What to produce -
Find each line below that contains the word "black" and copy it out in full. Match the word's capitalization exactly.

Material for this task -

★ ★ ★ ★

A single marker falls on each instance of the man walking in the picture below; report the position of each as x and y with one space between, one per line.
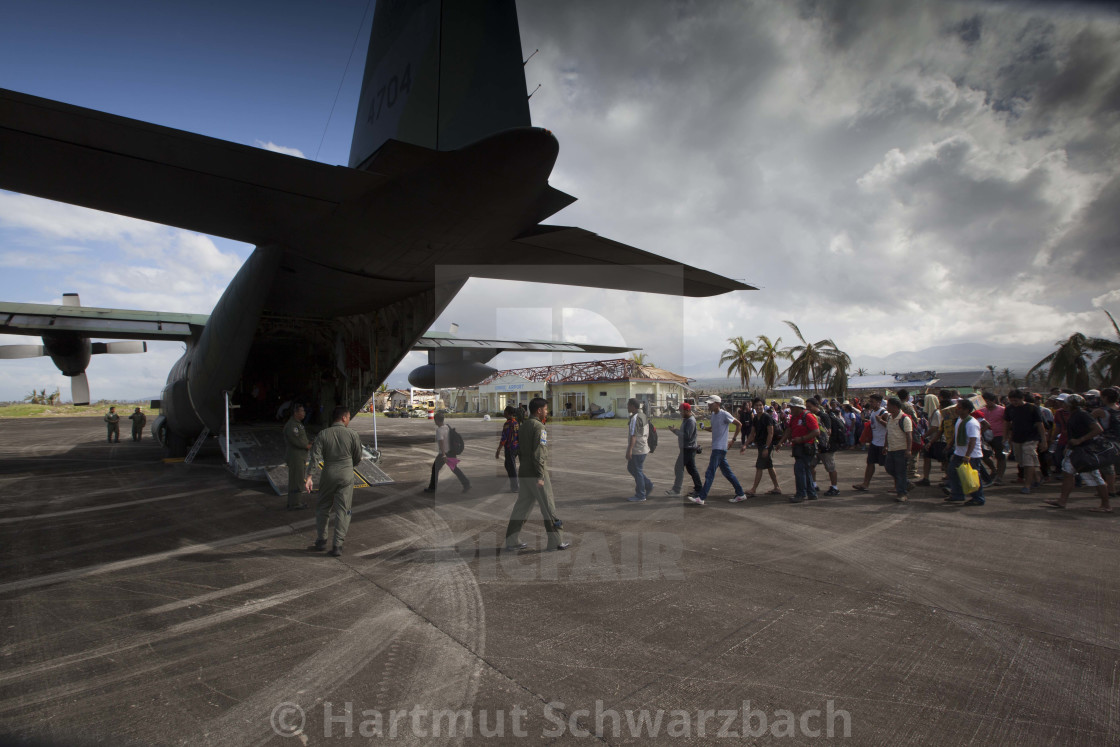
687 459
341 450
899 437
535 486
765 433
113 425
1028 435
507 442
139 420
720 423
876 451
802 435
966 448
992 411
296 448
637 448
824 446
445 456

★ ★ ★ ★

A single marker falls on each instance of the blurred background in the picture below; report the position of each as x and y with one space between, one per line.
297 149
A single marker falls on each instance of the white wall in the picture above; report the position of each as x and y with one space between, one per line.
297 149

★ ★ ★ ★

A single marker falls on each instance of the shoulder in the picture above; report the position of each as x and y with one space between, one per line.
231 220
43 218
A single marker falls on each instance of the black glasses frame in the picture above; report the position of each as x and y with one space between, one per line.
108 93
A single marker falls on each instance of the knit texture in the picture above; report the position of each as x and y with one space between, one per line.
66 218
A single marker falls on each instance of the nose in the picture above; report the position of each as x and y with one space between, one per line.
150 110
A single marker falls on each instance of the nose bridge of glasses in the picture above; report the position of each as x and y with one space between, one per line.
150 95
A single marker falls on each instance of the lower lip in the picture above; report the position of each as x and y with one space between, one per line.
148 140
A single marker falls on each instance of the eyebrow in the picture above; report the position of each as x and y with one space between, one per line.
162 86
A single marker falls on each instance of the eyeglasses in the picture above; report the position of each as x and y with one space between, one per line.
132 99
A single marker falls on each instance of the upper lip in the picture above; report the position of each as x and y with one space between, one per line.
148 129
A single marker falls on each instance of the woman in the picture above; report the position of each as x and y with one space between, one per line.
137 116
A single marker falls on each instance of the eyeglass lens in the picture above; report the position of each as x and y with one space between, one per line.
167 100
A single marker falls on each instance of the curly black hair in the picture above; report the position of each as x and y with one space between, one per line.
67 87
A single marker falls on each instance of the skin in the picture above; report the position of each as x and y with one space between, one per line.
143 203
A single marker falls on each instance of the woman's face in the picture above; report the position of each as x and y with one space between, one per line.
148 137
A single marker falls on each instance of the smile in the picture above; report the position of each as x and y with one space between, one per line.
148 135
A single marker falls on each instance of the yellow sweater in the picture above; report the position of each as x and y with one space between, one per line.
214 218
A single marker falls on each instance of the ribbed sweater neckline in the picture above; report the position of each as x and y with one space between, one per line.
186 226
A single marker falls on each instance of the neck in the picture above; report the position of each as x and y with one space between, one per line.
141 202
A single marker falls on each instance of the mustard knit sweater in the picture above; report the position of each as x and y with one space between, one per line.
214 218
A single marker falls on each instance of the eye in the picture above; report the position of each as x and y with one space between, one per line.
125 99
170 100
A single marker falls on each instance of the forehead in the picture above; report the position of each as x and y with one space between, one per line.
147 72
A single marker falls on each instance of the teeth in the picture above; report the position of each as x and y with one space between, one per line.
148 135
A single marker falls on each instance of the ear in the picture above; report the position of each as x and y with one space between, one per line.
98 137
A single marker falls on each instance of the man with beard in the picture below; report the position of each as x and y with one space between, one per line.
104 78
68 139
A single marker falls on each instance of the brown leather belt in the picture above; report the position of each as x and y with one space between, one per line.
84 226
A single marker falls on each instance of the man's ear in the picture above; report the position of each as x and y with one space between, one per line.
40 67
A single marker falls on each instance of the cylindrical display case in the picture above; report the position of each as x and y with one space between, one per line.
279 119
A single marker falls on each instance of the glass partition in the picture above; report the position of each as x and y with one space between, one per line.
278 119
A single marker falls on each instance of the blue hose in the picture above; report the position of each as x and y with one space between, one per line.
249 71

★ ★ ★ ★

Completed exercise -
A single marker falls on each instance of the black glasses frame in the picture above; report the position of each as x and y with one space between, one per line.
A single marker falls on each instance of the curly black hair in the picture above; report the position of each as x and y with one space between, one per line.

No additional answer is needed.